What to produce
Can you quote all of the material below verbatim, every line from start to finish?

----------------------------------------

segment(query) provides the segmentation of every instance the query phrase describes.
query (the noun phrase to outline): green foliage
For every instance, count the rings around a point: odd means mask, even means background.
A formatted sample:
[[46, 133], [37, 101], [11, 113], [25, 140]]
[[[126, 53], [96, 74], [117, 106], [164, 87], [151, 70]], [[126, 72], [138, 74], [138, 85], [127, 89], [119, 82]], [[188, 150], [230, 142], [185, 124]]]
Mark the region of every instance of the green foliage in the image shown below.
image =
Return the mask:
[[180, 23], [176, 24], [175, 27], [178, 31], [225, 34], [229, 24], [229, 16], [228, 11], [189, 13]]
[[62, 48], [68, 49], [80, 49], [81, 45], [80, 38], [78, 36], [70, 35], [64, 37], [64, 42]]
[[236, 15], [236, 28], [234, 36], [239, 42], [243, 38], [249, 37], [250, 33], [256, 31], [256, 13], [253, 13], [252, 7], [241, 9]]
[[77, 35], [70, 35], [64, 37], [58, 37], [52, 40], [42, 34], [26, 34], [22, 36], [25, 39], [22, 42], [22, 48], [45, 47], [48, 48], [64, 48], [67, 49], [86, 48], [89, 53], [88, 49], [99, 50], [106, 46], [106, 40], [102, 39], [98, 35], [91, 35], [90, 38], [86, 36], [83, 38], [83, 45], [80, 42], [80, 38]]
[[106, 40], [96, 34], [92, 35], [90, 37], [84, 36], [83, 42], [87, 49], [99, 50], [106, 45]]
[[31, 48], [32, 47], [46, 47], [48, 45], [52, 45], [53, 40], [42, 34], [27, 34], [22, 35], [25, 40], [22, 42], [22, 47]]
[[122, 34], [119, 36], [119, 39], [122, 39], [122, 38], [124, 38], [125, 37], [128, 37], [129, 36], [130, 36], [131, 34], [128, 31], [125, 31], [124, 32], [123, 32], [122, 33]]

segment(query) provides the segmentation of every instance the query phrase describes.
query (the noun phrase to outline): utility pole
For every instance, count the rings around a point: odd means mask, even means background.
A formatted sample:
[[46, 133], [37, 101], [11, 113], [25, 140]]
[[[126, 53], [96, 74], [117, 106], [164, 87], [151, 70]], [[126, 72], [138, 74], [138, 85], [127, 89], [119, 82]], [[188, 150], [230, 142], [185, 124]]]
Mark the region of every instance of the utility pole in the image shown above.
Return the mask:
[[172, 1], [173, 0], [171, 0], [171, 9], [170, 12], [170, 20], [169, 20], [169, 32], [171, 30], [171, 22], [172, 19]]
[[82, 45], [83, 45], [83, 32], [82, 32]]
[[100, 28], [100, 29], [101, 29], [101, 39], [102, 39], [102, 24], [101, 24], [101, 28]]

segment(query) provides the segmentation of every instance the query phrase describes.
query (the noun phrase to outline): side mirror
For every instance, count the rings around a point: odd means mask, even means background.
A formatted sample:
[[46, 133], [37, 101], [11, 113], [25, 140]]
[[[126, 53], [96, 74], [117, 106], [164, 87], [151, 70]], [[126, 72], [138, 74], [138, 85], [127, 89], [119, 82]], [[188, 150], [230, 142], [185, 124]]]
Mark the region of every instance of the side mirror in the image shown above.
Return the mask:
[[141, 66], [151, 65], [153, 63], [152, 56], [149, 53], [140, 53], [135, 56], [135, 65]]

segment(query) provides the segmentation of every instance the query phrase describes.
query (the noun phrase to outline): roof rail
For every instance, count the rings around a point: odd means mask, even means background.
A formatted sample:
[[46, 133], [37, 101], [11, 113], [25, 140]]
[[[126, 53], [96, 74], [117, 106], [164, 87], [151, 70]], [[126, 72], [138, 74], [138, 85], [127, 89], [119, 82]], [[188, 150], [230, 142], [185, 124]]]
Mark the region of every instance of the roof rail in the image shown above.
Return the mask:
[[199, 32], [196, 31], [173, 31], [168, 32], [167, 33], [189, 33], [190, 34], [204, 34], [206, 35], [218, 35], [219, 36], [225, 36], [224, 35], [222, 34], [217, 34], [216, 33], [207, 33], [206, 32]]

----------------------------------------

Completed task
segment(query) provides the segmentation of every instance the query phrase describes.
query (the noun phrase to outline): green foliage
For every instance, count the rings around a point: odd means mask, even means background.
A formatted sample:
[[46, 133], [37, 101], [11, 113], [25, 140]]
[[[126, 53], [96, 74], [117, 106], [164, 87], [151, 70]], [[126, 72], [138, 74], [138, 85], [127, 89], [119, 82]], [[188, 150], [230, 142], [185, 124]]]
Mark the region of every instance of the green foliage in the image shown below.
image =
Return the mask:
[[180, 23], [176, 24], [175, 27], [178, 31], [225, 34], [229, 24], [229, 16], [228, 11], [189, 13]]
[[62, 48], [68, 49], [80, 49], [81, 45], [80, 38], [78, 36], [70, 35], [64, 37], [64, 42]]
[[236, 15], [236, 28], [234, 36], [239, 42], [243, 38], [249, 37], [250, 33], [256, 31], [256, 13], [253, 13], [252, 7], [241, 9]]
[[77, 35], [70, 35], [64, 37], [58, 37], [52, 40], [42, 34], [26, 34], [22, 36], [25, 39], [22, 42], [22, 48], [45, 47], [48, 48], [64, 48], [67, 49], [86, 48], [89, 53], [88, 49], [99, 50], [106, 46], [106, 40], [102, 39], [98, 35], [91, 35], [90, 38], [86, 36], [83, 38], [83, 45], [80, 42], [80, 38]]
[[106, 40], [96, 34], [92, 35], [90, 37], [84, 36], [83, 42], [87, 49], [99, 50], [106, 45]]
[[31, 48], [32, 47], [46, 47], [48, 45], [52, 45], [53, 40], [42, 34], [27, 34], [22, 35], [25, 40], [22, 42], [22, 47]]
[[122, 34], [119, 36], [119, 39], [122, 39], [122, 38], [124, 38], [125, 37], [128, 37], [129, 36], [130, 36], [131, 34], [128, 31], [125, 31], [124, 32], [123, 32], [122, 33]]

segment(query) provides the segmentation of every instance the query phrase describes.
query (the noun phrase to outline): utility pole
For every instance, count the rings around a point: odd means mask, even means background.
A formatted sample:
[[46, 133], [37, 101], [11, 113], [25, 140]]
[[[126, 53], [96, 74], [117, 106], [164, 87], [151, 70]], [[126, 72], [138, 74], [138, 85], [127, 89], [119, 82]], [[188, 150], [230, 142], [185, 124]]]
Mark the region of every instance of the utility pole in the image shown above.
Return the mask:
[[172, 1], [173, 0], [171, 0], [171, 9], [170, 12], [170, 20], [169, 20], [169, 32], [171, 30], [171, 22], [172, 19]]
[[82, 45], [83, 45], [83, 32], [82, 32]]
[[100, 28], [100, 29], [101, 29], [101, 39], [102, 39], [102, 24], [101, 24], [101, 28]]

segment(query) provides the segmentation of every instance the query phrase describes.
query (the noun phrase to outline): side mirror
For every instance, count the rings around a point: odd means mask, even means background.
A formatted sample:
[[46, 133], [37, 101], [11, 113], [25, 140]]
[[[126, 53], [96, 74], [117, 106], [164, 87], [151, 70]], [[126, 72], [138, 74], [138, 85], [127, 89], [119, 82]], [[188, 150], [230, 142], [185, 124]]]
Mark the region of every instance of the side mirror in the image shown above.
Return the mask:
[[141, 66], [151, 65], [153, 63], [152, 56], [149, 53], [140, 53], [135, 56], [135, 65]]

segment(query) provides the segmentation of every instance the query phrase describes.
query (the noun phrase to outline): roof rail
For every instance, count the rings around a point: odd means mask, even means background.
A formatted sample:
[[46, 133], [37, 101], [11, 113], [25, 140]]
[[[126, 53], [96, 74], [117, 106], [164, 87], [151, 70]], [[126, 72], [138, 74], [138, 85], [127, 89], [119, 82]], [[188, 150], [230, 142], [185, 124]]]
Mark the region of every instance of the roof rail in the image shown above.
Return the mask:
[[199, 32], [196, 31], [173, 31], [168, 32], [167, 33], [189, 33], [190, 34], [204, 34], [206, 35], [218, 35], [219, 36], [225, 36], [224, 35], [222, 34], [217, 34], [216, 33], [207, 33], [206, 32]]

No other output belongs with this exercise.